Page excerpt
On Mike Kelley’s Timeless Painting
by John Kazanjian
This Fall semester, Ben Fama conducted a trio of masterclasses on Art Writing for students of the MFA in Creative Writing. A component of this series included two site visits to New York galleries. On November 15th, students met at Hauser & Wirth in order to view, discuss, and write about Timeless Painting, an exhibition featuring the work of the late Mike Kelley.
Mike Kelley’s Timeless Painting exhibition is evocative for both its visualizations as well as its careful excisions, and omissions, of space, perspective, and context. It is an exercise in deconstructing meaning and innovating new ways of initiating dialogue between art and the unconscious.
By depicting only portions of images in a series of sketches, he isolates a dramatic and emotional narrative that guides the viewer’s own pathos into a discussion with the perceivable world’s malleable truths. Near the sketches, he projects the original inspiring images in their entirety onto large screens. But where one would expect clarity and objectivity, the projections zoom in, turn, and blur. The resulting effect is unrooted and dreamlike. The sketches of the incomplete images then seem to represent the barely accessible memories of the unconscious experience.

Record set
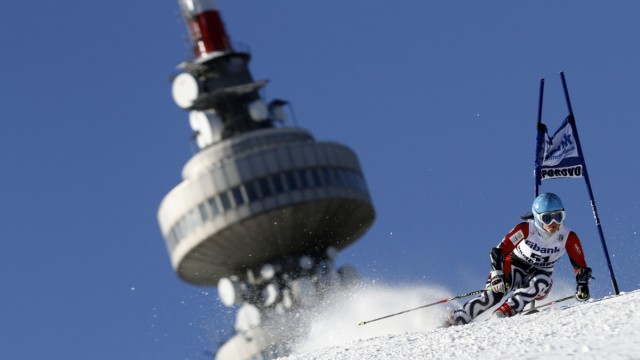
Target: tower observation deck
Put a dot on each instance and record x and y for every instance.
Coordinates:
(263, 208)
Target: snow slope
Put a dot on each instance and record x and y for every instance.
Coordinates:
(607, 328)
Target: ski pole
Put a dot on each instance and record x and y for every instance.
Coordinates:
(534, 309)
(424, 306)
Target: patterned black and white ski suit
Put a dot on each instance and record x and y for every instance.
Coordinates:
(526, 258)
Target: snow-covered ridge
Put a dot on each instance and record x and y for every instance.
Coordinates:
(607, 328)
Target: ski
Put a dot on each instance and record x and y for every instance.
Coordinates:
(537, 308)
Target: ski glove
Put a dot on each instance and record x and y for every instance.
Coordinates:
(497, 282)
(582, 290)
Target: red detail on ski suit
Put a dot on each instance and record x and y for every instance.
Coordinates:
(573, 247)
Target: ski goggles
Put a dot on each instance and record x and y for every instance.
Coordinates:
(549, 217)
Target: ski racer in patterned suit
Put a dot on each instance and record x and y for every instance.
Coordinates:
(523, 263)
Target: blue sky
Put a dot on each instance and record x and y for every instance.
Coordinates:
(438, 99)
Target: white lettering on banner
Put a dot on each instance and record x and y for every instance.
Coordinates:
(573, 171)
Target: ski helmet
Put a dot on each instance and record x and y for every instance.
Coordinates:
(547, 203)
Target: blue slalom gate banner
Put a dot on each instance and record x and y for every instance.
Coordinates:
(558, 156)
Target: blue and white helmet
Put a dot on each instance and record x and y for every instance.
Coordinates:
(546, 209)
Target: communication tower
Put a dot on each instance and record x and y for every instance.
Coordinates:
(263, 208)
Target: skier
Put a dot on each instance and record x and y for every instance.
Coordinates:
(523, 263)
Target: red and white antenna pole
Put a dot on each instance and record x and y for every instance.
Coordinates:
(205, 27)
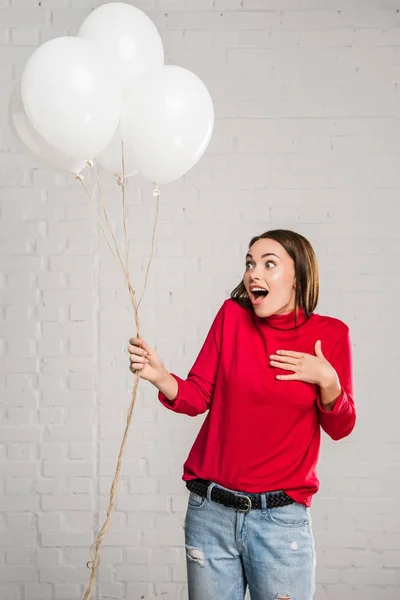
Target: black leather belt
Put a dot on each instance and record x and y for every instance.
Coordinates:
(237, 500)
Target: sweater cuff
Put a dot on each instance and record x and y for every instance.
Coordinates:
(165, 401)
(339, 402)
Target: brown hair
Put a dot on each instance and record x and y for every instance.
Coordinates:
(305, 268)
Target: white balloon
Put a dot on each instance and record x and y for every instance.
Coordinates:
(127, 37)
(71, 96)
(111, 158)
(167, 120)
(35, 145)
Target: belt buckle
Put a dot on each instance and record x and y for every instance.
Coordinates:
(249, 507)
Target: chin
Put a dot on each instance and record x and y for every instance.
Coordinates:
(263, 312)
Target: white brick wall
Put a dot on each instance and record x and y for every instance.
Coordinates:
(307, 136)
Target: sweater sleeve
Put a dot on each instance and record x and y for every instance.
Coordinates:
(196, 392)
(339, 422)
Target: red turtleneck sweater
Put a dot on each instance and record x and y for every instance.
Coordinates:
(262, 434)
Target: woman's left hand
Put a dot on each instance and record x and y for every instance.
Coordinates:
(306, 367)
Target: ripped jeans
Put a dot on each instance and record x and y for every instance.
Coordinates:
(269, 551)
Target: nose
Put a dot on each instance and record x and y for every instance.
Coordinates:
(256, 273)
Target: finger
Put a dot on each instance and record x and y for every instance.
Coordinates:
(290, 353)
(135, 350)
(284, 359)
(283, 366)
(142, 360)
(136, 367)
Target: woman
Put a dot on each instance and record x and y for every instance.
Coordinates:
(271, 373)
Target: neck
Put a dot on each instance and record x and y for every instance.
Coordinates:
(287, 320)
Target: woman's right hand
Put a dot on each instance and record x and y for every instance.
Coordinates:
(145, 361)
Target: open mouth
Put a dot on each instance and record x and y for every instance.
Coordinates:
(258, 295)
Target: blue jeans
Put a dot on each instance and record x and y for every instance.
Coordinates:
(269, 551)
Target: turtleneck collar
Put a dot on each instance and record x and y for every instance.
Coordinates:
(284, 322)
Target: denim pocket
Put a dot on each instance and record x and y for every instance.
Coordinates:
(195, 501)
(292, 515)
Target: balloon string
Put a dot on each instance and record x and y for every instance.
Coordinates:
(94, 551)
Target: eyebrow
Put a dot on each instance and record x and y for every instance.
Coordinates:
(263, 255)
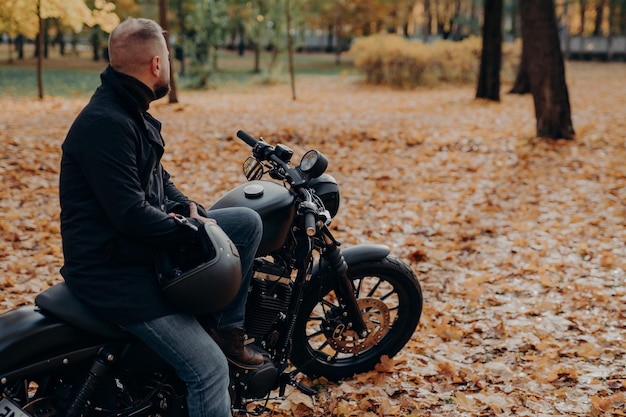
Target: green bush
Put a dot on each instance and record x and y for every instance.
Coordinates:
(396, 61)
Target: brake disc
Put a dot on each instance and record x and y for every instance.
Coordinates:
(376, 317)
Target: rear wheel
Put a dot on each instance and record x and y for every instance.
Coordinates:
(390, 300)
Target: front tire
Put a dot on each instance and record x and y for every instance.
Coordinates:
(390, 300)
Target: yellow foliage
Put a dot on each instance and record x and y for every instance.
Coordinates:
(22, 16)
(396, 61)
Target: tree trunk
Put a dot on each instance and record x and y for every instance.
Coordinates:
(292, 76)
(40, 52)
(173, 96)
(546, 69)
(491, 56)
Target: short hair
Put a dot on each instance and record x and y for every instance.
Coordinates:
(133, 43)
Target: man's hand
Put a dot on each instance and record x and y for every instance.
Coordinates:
(193, 214)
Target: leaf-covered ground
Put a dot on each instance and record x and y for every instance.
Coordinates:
(518, 242)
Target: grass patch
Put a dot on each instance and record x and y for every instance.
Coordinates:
(22, 81)
(78, 75)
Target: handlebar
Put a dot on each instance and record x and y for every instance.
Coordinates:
(246, 137)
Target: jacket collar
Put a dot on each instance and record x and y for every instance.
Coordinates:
(135, 95)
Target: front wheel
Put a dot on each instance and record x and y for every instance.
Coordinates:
(390, 300)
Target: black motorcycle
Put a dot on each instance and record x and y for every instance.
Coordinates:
(313, 309)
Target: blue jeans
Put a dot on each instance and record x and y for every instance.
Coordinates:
(182, 342)
(245, 229)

Problem to work on
Copy out the stretch from "By depicting only" through "the unconscious experience." in the piece on Mike Kelley's Timeless Painting above, word for word.

Exercise response
By depicting only portions of images in a series of sketches, he isolates a dramatic and emotional narrative that guides the viewer’s own pathos into a discussion with the perceivable world’s malleable truths. Near the sketches, he projects the original inspiring images in their entirety onto large screens. But where one would expect clarity and objectivity, the projections zoom in, turn, and blur. The resulting effect is unrooted and dreamlike. The sketches of the incomplete images then seem to represent the barely accessible memories of the unconscious experience.